Annotation dataset entries.
-- Start --

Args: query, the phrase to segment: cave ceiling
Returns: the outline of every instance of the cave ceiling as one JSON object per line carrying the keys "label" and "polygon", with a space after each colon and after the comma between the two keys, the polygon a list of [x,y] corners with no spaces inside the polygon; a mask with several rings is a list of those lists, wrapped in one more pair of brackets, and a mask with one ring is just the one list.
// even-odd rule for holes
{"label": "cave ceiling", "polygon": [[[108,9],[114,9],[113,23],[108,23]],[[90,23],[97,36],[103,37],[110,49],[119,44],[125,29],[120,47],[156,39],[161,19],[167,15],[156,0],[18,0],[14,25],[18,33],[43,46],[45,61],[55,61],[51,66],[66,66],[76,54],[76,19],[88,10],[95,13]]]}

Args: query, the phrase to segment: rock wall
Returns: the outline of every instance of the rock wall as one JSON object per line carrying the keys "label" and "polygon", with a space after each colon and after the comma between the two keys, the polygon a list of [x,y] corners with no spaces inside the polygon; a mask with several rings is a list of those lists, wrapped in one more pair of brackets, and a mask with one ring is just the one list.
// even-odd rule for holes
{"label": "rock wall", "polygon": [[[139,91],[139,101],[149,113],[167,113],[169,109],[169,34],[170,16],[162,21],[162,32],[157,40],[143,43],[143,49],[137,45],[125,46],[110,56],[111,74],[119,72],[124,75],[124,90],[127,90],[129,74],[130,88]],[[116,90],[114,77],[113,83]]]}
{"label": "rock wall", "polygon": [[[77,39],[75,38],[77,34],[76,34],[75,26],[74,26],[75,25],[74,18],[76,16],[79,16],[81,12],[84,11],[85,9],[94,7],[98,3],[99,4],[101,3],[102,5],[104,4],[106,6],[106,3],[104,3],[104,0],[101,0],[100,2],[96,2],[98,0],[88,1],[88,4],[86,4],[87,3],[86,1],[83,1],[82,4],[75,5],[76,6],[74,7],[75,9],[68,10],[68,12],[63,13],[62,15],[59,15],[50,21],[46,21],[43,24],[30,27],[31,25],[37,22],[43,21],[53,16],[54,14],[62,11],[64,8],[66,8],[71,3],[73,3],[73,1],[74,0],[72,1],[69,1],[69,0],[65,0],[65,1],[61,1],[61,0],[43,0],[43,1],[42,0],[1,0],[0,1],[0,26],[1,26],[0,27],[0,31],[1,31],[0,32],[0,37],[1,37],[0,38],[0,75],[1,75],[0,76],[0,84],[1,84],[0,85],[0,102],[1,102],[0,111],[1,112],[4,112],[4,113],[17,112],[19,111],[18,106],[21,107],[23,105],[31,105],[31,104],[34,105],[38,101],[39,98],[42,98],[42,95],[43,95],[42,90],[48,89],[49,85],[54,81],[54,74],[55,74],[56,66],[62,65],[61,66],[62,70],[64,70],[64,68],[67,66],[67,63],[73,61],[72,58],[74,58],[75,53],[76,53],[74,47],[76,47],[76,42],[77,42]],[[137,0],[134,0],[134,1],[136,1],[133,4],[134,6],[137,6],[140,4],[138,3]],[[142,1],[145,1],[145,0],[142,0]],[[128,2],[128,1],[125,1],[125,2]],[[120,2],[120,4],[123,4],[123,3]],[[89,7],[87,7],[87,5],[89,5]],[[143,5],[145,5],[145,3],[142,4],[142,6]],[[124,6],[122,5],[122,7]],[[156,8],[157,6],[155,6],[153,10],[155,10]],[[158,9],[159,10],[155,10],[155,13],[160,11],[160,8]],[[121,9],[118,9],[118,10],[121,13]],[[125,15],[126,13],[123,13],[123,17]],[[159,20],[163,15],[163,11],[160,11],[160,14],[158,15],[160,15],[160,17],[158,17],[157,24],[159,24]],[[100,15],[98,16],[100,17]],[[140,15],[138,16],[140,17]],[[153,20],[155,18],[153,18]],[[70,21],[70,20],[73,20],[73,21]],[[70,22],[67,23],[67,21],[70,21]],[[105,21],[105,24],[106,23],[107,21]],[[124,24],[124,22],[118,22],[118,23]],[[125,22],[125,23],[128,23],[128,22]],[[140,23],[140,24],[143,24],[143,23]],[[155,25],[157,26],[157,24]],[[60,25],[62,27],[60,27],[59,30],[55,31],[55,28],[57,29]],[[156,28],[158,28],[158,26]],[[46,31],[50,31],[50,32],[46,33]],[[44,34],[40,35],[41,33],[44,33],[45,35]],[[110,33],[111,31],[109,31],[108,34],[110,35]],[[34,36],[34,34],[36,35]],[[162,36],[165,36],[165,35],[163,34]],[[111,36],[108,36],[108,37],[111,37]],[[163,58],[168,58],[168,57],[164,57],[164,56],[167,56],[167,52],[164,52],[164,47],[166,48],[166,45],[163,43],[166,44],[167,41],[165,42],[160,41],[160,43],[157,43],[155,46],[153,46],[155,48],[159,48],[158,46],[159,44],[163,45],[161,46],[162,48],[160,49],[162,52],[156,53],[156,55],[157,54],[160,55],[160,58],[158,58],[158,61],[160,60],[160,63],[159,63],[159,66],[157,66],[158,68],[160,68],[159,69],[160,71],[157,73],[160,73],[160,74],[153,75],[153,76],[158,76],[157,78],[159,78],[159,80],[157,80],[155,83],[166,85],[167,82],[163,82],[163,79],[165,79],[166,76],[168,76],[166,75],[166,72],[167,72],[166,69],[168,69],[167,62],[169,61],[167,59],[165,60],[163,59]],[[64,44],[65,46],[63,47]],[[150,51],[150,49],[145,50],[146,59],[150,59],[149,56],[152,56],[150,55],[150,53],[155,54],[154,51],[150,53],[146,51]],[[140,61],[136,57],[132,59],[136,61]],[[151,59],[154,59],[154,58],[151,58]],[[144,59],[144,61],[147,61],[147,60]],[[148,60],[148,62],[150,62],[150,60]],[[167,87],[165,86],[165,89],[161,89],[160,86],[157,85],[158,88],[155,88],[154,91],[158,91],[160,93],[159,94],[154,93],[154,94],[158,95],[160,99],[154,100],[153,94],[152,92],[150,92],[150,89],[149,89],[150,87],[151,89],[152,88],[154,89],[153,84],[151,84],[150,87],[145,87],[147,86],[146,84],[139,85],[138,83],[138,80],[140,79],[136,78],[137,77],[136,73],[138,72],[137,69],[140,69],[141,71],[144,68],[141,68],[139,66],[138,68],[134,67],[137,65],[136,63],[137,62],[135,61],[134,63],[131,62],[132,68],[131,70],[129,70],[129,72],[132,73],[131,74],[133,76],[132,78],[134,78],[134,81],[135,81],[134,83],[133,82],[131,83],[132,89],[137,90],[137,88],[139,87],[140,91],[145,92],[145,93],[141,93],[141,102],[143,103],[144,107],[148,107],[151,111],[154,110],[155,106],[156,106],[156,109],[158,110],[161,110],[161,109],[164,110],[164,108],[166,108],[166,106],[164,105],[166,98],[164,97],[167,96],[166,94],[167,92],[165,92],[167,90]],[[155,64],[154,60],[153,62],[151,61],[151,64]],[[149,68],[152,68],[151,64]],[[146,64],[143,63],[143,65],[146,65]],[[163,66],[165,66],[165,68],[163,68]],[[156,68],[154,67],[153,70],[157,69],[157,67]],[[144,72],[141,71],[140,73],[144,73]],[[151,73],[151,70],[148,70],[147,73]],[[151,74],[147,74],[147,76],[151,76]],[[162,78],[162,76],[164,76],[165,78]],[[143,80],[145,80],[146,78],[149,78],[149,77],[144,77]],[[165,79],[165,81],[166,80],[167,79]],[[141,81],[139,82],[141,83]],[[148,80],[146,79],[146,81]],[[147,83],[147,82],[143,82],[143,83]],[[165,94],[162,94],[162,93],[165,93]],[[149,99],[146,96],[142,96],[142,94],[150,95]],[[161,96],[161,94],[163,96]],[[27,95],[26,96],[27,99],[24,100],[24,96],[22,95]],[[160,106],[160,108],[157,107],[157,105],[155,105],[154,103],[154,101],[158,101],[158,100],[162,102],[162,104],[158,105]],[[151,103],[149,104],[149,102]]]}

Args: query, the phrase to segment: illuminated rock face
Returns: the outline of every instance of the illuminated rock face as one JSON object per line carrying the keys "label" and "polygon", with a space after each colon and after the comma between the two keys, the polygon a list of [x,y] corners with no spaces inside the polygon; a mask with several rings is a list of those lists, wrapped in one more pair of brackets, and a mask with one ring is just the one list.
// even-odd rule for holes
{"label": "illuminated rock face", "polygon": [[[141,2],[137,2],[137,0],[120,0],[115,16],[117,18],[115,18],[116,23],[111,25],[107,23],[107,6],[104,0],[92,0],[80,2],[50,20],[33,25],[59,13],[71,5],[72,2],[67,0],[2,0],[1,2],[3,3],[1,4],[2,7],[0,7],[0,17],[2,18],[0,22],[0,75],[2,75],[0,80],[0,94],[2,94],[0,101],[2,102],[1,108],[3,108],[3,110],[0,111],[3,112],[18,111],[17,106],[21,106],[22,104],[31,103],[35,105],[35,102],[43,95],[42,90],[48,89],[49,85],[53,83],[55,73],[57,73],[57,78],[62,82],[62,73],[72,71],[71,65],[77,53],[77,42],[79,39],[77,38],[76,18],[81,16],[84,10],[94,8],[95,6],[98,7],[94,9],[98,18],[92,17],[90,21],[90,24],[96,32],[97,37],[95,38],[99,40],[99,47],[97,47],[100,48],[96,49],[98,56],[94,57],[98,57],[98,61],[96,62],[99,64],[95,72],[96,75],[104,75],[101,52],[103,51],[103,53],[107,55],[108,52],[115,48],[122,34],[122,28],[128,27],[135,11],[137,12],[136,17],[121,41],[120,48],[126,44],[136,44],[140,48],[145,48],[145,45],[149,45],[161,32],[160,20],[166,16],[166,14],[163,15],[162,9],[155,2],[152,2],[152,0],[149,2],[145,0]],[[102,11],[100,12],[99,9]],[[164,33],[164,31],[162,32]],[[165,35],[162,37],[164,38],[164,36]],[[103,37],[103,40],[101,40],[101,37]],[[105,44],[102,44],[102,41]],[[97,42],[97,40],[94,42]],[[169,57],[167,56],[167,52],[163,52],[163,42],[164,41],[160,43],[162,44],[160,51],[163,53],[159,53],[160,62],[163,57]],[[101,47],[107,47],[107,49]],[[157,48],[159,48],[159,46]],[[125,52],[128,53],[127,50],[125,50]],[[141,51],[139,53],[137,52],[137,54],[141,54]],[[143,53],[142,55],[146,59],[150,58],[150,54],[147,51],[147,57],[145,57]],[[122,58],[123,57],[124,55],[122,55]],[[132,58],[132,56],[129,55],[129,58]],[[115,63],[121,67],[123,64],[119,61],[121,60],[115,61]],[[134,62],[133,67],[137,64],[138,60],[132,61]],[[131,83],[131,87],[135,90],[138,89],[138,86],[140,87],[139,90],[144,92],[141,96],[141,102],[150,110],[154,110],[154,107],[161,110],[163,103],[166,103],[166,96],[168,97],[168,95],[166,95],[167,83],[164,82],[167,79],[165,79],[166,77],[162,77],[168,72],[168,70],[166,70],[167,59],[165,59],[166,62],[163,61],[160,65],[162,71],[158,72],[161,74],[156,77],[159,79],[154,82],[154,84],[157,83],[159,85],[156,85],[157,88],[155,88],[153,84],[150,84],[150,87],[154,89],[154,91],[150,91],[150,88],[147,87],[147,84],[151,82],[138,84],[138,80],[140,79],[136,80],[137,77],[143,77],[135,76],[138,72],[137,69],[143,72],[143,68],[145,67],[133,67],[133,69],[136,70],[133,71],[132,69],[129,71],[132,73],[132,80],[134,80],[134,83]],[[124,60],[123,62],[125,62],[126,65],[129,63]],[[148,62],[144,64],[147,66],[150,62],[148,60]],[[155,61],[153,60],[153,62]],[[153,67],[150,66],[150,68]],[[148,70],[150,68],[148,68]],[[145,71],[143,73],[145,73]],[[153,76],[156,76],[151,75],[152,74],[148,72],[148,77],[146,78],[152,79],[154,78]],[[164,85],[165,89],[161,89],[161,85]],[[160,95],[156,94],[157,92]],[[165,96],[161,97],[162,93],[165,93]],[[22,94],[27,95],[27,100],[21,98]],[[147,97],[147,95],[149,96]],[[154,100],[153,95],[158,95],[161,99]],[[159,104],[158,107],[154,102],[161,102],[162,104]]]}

-- End --

Exercise prompt. Report every line above that contains the string "space". Case counts.

Completed task.
Returns: the outline of every instance of the cave ceiling as one JSON object per line carrying the keys "label" and "polygon", with a space after each colon and after the comma between the two keys, the polygon a list of [x,y] corners with no spaces inside the polygon; a mask with several rings is a list of those lists, wrapped in one more pair of brackets, and a mask with one ring is just the one list.
Returns: the outline of every instance of the rock wall as one JSON object per line carrying the keys "label" and "polygon", with a space after each colon and after the comma between the two keys, the polygon a list of [x,y] corners with no spaces inside the polygon; a mask with several rings is a list of those lists, wrapped in one more pair of brackets, and a mask with one ring is just the one list.
Returns: the outline of every instance of the illuminated rock face as one JSON object per line carrying the keys "label" and "polygon", with a space after each colon and after the comma between the two keys, the polygon a list of [x,y] corners with no spaces inside the polygon; a mask with several rings is a list of those lists, wrapped in one more pair of brackets, and a mask with one ring is just the one list.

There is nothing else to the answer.